#### Page text
BEGIN
Mindfulness-Based Cognitive Therapy for Depression: A New Approach to Preventing Relapse
L**Z
This is seminal
2000 years ago Buddhists knew about and taught 'mindfulness meditation'. Within the past 40 years modern western medicine has begun to loosen up towards acceptance of things (practices) that have proven efficacy even if they were not developed by Western medicine. Look around you, now, and you will see reference to 'mindfulness meditation' not only in the mainstream but even in the strangest of places. Mindfulness meditation works, and yes definitely for depression, but it is now standard issue in any physicians medicine bag. This particular book was recommended to me by a member of the Psychiatric staff at Dartmouth Hitchcock Medical Center's psychiatric short term ward when I was a patient there.
L**O
Excellent book!
I think this book is very helpful and well written. It also comes with a CD with mindfulness exercises. Excellent book!
S**K
Excellent Book even if you do not have Depression
Teaches you in 8 weeks how to stop Depression from recurring by allowing yourself to let your feelings come and go and acknowledging them.
END
#### Excerpted data
BEGIN
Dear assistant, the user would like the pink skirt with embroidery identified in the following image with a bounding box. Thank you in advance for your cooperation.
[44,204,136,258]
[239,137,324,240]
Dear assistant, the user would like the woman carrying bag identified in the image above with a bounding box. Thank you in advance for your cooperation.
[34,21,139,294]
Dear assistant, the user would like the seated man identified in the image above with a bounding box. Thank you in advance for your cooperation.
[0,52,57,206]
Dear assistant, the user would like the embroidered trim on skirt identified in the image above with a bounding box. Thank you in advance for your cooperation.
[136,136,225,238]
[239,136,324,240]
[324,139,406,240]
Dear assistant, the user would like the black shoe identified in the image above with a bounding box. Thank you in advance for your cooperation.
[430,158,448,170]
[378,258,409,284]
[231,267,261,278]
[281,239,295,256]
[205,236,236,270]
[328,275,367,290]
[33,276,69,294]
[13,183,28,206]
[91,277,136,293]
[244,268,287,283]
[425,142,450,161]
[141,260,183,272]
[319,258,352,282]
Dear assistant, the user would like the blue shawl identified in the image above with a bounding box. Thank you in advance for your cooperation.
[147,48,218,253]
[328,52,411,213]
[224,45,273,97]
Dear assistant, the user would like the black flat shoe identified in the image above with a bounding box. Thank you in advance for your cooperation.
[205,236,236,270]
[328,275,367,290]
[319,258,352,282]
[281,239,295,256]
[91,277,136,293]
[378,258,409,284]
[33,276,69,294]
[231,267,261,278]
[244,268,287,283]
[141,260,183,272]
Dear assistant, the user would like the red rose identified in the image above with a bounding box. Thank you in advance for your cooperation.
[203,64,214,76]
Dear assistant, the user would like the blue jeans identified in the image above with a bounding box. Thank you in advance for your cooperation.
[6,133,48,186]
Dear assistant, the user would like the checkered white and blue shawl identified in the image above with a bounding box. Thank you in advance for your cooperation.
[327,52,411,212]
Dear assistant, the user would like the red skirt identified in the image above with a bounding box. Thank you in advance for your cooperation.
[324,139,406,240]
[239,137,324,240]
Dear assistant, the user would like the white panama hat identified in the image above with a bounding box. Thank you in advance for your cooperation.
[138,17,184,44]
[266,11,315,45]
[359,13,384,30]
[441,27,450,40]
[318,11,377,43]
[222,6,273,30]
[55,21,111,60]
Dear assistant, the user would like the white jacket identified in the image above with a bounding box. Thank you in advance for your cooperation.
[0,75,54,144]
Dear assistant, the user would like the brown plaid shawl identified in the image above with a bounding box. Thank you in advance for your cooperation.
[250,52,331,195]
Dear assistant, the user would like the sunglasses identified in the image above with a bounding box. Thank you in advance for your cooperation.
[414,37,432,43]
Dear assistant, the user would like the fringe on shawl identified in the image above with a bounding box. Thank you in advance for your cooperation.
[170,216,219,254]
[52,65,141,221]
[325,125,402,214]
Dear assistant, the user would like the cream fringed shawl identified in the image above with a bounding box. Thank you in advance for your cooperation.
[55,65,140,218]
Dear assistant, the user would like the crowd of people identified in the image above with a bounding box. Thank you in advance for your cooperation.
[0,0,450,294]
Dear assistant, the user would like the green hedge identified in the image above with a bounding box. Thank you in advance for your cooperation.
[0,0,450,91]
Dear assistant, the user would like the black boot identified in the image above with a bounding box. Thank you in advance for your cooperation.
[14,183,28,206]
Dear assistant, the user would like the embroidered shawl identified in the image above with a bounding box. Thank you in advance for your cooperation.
END
#### Required action 1
List every review headline that appears on the review page for the mindfulness depression book.
#### Required action 2
Reproduce word for word the part of the review page for the mindfulness depression book starting with "Mindfulness-Based Cognitive Therapy" and going on through "a patient there.".
#### Required action 3
Extend the review page for the mindfulness depression book, picking up after its final sentence.

#### Output 1
This is seminal
Excellent book!
Excellent Book even if you do not have Depression

#### Output 2
Mindfulness-Based Cognitive Therapy for Depression: A New Approach to Preventing Relapse
L**Z
This is seminal
2000 years ago Buddhists knew about and taught 'mindfulness meditation'. Within the past 40 years modern western medicine has begun to loosen up towards acceptance of things (practices) that have proven efficacy even if they were not developed by Western medicine. Look around you, now, and you will see reference to 'mindfulness meditation' not only in the mainstream but even in the strangest of places. Mindfulness meditation works, and yes definitely for depression, but it is now standard issue in any physicians medicine bag. This particular book was recommended to me by a member of the Psychiatric staff at Dartmouth Hitchcock Medical Center's psychiatric short term ward when I was a patient there.

#### Output 3
J**A
Cognitive Therapist Essential
This book is an excellent exposition of Segal, Williams, and Teasdale's therapy using a combination of Meditation, Yoga, and Cognitive Therapy.It very generously shares their program and patient homework notes and would give any therapist the basis for development of their own program.
L**T
specific to groups and highly useful
Excellent beginning clinicians book for mindfulness groups. I have been using it in my groups for three years now, and it is helpful and relevant.
F**W
CBT rips off the Buddha
CBT theorists tend to present in a lucid fashion ideas that have been therapeutically effective for centuries, or in the case of Mindfulness, millennia. Unfortunately, the authors of this book, in fine CBT tradition, manage yet again to misappropriate the work of others and call it 'a new approach'. There is nothing new in what CBT does, other than to re-label as 'evidence-based' the ideas of other innovators after some dubious random-control trials. If the reader wishes to avoid supporting the political recycling of every other therapy ever created, he/ she would better serve patients, clients and self by reading original texts from, for example, Buddhism, which are more authentically authored than CBT's eclectic bag of techniques. However, as with any heavily funded political movement, I suspect that the CBT movement will continue selling old rope as new as long as we want knowledge served up as fast food. It's enough to make any self-respecting therapist relapse into depression!
A**R
Five Stars
A great read!
P**A
Five Stars
Perfect condition .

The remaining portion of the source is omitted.